TASK TO COMPLETE
Search for the word "water" in the entries. Each line that holds it should be copied.

RECORDS SUPPLIED
---*---

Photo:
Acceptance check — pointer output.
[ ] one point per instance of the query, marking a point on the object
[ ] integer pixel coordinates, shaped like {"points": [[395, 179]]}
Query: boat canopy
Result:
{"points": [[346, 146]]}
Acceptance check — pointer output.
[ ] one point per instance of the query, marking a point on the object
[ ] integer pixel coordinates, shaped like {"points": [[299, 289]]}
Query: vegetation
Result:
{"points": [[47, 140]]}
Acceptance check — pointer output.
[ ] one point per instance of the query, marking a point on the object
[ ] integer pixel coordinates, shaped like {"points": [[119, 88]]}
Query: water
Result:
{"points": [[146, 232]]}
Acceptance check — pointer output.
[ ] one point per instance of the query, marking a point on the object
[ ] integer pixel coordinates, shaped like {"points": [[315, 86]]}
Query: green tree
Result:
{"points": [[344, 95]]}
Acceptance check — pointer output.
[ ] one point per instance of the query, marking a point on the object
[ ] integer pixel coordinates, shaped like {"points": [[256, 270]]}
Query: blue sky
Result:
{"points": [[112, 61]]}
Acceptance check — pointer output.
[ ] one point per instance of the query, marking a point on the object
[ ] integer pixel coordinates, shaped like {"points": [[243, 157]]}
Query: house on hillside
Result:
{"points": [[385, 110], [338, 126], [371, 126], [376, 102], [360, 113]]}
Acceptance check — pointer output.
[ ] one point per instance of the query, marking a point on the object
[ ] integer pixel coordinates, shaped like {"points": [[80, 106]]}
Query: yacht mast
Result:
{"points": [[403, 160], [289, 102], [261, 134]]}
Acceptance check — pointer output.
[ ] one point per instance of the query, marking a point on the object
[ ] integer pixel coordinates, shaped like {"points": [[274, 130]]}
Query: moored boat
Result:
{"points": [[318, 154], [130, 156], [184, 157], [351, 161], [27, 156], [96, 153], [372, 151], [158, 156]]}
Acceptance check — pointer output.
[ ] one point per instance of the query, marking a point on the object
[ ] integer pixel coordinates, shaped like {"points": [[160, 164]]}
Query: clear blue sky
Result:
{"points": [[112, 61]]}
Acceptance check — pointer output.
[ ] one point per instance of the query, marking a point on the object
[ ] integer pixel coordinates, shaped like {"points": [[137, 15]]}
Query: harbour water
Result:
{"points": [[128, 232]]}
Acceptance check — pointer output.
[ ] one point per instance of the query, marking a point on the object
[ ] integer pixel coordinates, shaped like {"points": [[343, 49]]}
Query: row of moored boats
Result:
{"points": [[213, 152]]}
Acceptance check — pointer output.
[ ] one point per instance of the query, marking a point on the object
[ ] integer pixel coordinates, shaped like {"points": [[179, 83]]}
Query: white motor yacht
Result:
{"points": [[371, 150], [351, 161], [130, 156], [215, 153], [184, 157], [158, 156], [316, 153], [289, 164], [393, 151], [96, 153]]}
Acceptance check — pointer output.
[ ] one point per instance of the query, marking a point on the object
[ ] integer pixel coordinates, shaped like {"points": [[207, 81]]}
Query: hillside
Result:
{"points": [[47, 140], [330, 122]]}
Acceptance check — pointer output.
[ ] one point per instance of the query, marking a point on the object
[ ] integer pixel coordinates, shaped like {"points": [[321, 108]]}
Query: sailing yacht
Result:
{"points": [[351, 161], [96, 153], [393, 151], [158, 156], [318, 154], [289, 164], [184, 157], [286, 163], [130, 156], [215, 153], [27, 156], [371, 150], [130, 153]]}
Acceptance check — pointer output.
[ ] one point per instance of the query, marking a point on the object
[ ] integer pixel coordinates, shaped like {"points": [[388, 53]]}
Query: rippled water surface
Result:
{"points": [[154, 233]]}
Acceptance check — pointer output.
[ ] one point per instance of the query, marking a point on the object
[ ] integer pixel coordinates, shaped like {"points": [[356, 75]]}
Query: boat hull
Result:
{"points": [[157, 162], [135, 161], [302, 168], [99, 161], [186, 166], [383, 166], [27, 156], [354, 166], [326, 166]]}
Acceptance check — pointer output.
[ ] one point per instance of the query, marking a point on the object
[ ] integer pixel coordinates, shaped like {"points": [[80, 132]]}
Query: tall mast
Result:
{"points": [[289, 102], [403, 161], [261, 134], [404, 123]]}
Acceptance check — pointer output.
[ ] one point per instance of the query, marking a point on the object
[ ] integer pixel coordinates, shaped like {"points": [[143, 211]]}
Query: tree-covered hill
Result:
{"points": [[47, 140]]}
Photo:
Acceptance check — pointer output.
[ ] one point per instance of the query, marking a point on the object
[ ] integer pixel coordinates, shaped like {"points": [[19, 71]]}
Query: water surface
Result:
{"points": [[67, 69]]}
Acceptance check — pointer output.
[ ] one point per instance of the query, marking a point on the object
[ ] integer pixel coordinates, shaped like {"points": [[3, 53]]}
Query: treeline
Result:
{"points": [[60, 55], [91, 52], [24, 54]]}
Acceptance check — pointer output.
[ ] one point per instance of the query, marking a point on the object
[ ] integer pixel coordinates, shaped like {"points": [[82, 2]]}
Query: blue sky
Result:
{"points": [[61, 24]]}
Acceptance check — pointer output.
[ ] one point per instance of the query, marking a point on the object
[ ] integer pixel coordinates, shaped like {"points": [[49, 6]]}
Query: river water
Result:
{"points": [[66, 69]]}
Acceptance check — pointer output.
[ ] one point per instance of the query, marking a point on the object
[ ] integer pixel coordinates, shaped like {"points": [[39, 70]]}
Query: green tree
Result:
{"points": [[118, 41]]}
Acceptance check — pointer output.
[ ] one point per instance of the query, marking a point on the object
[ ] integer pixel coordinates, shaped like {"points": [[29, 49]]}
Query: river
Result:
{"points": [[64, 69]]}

---*---

OUTPUT FOR THIS EXERCISE
Query: water
Query: harbour water
Query: rippled water surface
Query: water surface
Query: river water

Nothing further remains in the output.